» **Passage**
↓↓↓

Impoverished American city-dwellers lived in weak, unsanitary housing for much of the Nineteenth and Twentieth Centuries. Their homes were frequently unstable and often lacked lighting or plumbing. These conditions provoked reformers – and politicians concerned with their cities’ reputations – to demand housing improvements. Discussions of reform persisted throughout the Progressive and New Deal Eras and culminated in substantial federal funding for “slum clearance” in Washington, D.C. and cities across the nation.

The Problem of Slums

A common style of residence for poor residents of Nineteenth- and Twentieth-Century Washington, D.C. was the alley dwelling. In 1865, the National Intelligencer described a community in Southwest Washington, D.C. made up of “cabins… wedged in every conceivable shape into vacant spaces and yards and alleys. ”1This and other poor alley communities were composed mostly of African-Americans, who had migrated to the city for decades preceding and following the Civil War.

↑↑↑

(Dataset entries)

↓↓↓

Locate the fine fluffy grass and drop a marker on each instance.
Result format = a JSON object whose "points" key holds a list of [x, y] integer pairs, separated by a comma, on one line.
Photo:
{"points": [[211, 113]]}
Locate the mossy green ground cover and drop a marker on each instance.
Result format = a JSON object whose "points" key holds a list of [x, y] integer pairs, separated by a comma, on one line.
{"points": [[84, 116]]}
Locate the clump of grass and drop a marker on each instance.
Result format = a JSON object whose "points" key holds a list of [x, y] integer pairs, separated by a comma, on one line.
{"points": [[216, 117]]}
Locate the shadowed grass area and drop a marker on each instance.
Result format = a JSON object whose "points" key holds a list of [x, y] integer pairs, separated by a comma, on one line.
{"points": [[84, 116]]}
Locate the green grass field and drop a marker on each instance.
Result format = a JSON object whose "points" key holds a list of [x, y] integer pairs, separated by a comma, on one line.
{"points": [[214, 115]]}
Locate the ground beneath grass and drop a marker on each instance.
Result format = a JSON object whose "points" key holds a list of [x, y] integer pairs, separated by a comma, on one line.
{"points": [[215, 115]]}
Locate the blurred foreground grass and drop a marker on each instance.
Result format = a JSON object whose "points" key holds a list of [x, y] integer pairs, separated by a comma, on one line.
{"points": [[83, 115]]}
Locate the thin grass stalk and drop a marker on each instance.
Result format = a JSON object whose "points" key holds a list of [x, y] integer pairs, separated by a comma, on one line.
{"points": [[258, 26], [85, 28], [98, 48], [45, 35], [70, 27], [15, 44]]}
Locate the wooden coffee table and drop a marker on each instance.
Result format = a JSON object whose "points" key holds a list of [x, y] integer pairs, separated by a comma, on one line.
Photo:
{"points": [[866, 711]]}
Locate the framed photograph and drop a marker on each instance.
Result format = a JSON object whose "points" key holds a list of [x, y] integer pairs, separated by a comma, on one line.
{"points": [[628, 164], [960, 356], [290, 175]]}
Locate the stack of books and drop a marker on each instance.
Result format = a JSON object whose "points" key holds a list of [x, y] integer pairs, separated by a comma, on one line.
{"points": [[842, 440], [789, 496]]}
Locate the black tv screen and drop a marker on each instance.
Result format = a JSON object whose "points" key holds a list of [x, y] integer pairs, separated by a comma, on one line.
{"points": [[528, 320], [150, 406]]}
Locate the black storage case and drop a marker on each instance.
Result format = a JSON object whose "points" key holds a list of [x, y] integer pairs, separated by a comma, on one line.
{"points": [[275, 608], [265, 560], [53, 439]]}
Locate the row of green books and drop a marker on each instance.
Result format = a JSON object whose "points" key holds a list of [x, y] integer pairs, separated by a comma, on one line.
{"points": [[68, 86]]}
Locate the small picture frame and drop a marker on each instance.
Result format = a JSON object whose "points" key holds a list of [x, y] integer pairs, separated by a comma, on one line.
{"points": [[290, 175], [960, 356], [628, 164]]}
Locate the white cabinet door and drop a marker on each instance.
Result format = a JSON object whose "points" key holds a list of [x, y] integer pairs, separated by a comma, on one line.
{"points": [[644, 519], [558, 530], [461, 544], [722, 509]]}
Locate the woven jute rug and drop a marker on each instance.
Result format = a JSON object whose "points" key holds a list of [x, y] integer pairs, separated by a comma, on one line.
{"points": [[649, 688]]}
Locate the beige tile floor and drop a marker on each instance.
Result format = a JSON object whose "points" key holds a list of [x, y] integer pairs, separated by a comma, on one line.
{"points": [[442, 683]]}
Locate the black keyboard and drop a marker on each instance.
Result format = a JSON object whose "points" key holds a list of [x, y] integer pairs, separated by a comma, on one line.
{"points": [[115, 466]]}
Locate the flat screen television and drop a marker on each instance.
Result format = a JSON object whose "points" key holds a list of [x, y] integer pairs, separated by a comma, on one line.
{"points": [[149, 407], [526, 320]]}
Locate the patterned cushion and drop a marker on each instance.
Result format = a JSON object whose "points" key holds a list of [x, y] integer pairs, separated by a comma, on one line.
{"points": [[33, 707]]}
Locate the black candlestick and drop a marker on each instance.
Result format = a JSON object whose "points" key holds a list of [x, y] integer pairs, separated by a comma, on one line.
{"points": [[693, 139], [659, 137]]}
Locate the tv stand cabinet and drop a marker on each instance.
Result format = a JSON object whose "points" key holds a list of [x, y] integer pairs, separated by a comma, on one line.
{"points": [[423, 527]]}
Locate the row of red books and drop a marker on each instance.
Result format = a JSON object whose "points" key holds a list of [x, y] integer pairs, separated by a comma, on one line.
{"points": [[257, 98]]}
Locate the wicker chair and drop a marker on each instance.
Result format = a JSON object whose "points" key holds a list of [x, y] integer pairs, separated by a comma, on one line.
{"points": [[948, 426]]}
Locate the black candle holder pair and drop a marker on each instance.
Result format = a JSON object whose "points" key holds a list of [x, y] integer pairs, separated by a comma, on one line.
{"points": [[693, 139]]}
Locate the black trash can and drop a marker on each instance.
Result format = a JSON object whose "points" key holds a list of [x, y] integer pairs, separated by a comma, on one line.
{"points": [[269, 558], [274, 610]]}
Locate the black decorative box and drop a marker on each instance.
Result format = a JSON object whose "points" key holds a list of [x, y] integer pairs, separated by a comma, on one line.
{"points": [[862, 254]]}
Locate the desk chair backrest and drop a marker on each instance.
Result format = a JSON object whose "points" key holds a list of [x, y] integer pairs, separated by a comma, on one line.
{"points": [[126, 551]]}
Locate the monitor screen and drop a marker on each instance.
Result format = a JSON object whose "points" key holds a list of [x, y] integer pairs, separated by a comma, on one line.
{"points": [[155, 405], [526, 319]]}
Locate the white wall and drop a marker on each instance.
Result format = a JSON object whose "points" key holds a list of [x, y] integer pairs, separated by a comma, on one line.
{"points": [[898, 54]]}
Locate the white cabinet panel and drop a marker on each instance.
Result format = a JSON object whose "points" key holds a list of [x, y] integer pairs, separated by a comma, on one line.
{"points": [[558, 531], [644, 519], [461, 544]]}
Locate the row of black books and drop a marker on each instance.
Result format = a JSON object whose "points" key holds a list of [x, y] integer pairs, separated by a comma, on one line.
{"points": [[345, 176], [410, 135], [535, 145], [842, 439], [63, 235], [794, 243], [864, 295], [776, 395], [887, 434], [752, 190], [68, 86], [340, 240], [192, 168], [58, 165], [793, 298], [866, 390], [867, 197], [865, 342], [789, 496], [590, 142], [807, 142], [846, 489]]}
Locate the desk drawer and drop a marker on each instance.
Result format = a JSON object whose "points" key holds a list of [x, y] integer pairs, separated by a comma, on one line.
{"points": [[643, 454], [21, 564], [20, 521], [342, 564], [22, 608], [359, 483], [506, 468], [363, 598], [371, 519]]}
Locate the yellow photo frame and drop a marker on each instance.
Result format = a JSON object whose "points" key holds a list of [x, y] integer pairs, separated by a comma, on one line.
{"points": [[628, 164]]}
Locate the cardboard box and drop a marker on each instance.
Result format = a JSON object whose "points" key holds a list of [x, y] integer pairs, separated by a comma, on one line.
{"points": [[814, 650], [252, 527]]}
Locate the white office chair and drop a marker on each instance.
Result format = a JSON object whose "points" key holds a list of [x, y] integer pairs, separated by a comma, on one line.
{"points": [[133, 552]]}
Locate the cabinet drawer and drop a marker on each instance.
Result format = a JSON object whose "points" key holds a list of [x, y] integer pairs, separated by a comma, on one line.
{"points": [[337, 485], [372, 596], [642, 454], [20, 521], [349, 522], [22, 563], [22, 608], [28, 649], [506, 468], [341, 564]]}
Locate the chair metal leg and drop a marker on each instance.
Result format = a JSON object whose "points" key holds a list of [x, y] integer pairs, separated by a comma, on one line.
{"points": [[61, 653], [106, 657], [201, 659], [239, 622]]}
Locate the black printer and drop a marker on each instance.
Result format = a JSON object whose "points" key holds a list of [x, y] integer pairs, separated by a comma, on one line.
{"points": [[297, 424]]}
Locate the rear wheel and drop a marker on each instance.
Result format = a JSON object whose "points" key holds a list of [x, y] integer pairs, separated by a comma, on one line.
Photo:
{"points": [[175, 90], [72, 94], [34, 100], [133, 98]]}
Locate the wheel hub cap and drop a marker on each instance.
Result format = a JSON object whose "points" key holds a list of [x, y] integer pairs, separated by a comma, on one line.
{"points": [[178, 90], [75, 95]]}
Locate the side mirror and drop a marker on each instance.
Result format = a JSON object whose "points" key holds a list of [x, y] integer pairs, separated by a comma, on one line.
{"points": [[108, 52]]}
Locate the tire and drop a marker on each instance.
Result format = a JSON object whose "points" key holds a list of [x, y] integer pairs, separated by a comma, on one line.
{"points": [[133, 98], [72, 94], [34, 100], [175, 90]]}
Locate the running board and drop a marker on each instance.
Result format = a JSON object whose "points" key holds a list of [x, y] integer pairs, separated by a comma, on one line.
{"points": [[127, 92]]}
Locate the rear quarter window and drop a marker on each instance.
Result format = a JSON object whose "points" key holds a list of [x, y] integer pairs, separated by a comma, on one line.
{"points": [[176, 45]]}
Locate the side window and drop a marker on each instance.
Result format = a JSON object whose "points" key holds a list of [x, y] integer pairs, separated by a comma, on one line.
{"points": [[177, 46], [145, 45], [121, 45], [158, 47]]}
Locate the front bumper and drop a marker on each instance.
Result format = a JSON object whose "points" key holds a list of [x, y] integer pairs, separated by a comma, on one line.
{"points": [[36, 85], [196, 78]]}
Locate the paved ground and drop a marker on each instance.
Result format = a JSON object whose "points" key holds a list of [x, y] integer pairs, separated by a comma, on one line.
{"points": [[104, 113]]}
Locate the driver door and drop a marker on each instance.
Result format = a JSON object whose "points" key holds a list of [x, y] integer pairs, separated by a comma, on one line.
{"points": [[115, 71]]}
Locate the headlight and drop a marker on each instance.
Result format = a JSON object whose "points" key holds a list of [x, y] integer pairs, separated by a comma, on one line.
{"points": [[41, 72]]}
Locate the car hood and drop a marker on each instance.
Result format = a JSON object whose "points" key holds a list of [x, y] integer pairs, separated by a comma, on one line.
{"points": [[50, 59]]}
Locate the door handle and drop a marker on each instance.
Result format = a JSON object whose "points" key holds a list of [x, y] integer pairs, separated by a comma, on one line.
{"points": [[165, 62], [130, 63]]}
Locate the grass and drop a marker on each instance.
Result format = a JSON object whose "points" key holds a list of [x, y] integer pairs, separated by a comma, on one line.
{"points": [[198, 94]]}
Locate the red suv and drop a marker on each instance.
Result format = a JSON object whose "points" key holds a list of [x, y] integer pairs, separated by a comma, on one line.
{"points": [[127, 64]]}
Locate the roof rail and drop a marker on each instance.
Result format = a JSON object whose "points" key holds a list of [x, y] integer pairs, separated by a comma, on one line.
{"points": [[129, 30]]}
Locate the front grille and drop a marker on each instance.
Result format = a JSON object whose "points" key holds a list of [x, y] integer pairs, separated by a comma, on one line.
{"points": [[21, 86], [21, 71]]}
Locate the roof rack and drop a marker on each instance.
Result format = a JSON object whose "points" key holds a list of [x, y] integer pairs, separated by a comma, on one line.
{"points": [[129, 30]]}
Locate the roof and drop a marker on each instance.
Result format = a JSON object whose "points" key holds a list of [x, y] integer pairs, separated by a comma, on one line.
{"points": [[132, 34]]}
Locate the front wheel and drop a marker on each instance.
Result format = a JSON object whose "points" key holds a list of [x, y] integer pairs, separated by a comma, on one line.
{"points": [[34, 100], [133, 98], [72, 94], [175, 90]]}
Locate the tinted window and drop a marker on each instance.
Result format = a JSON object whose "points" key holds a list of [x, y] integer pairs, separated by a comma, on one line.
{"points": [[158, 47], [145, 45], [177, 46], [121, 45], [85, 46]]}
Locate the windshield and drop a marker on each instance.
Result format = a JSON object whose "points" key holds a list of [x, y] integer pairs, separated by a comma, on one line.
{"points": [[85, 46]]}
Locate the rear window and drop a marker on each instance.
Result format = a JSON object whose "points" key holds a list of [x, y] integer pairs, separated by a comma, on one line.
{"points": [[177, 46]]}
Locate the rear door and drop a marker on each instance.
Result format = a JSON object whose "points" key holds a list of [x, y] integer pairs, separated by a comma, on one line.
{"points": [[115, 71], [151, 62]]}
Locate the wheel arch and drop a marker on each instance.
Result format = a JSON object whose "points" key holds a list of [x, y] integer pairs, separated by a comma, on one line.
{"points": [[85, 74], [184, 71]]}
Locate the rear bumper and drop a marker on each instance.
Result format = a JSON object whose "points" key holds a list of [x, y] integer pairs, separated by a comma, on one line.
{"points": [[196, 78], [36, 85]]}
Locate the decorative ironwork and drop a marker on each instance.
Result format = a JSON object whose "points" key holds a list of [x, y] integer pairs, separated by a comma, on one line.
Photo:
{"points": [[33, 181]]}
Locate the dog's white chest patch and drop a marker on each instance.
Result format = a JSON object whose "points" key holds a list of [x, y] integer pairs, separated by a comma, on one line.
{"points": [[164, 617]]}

↑↑↑

» **Directives**
a) In the passage on Washington slum housing, which publication described the Southwest Washington community in 1865?
b) Filter the records, keeping every line that contains the string "green".

» **Answers to the exercises**
a) The National Intelligencer.

b)
Locate the mossy green ground cover and drop a marker on each instance.
Locate the green grass field and drop a marker on each instance.
Locate the row of green books and drop a marker on each instance.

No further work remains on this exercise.